材料中哪些行含有“wooden”这个词？请把这些行逐一摘出，区分大小写。

- 位置标注数据节选 -
********

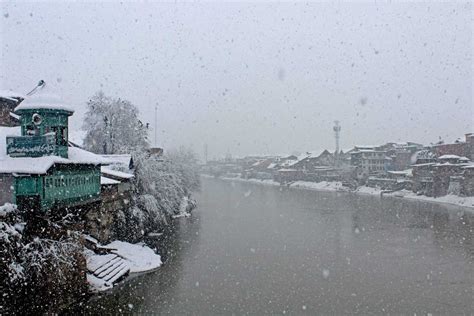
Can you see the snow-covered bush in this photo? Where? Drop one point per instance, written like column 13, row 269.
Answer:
column 112, row 126
column 38, row 274
column 168, row 179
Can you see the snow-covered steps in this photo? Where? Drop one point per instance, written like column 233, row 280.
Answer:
column 105, row 270
column 108, row 264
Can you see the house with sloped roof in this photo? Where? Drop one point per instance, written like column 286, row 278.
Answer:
column 39, row 171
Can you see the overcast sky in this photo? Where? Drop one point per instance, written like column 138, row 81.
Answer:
column 255, row 78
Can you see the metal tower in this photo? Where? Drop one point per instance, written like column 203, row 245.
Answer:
column 337, row 132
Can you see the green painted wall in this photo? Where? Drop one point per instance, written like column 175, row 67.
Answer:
column 52, row 121
column 64, row 185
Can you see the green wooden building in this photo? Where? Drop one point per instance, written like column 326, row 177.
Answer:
column 44, row 172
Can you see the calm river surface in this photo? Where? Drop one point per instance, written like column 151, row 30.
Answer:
column 254, row 249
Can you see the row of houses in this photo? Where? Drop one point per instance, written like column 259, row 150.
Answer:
column 433, row 170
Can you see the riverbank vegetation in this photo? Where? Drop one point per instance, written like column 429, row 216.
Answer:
column 44, row 262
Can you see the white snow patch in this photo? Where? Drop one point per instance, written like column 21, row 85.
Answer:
column 140, row 257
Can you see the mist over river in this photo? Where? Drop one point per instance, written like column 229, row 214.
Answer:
column 257, row 249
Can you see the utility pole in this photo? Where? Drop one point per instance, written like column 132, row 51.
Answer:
column 337, row 131
column 156, row 122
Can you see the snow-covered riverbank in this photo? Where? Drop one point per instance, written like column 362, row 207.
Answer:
column 338, row 187
column 121, row 258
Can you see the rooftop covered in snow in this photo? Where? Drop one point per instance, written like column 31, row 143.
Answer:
column 46, row 100
column 41, row 165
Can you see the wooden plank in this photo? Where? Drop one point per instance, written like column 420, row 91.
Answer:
column 96, row 262
column 106, row 264
column 110, row 269
column 119, row 272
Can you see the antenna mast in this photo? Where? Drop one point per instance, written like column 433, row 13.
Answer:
column 337, row 131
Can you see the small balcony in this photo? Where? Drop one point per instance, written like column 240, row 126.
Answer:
column 31, row 146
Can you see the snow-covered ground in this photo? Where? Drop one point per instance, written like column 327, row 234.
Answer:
column 140, row 257
column 123, row 258
column 338, row 187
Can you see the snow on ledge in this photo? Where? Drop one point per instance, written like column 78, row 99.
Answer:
column 140, row 258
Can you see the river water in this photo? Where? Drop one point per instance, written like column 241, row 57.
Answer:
column 254, row 249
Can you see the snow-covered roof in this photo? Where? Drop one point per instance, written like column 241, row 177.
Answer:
column 116, row 173
column 108, row 181
column 123, row 159
column 423, row 164
column 4, row 132
column 10, row 95
column 449, row 157
column 306, row 155
column 44, row 100
column 41, row 165
column 408, row 172
column 77, row 137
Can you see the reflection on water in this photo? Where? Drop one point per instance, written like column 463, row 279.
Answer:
column 256, row 249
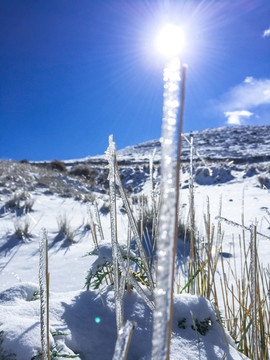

********

- 答案如下 -
Can you see the green wooden building in this photo? Where? Drop one point per instance, written like column 326, row 177.
Can you see the wooden plank in this photo? Where? Drop one point per instance, written like column 420, row 91.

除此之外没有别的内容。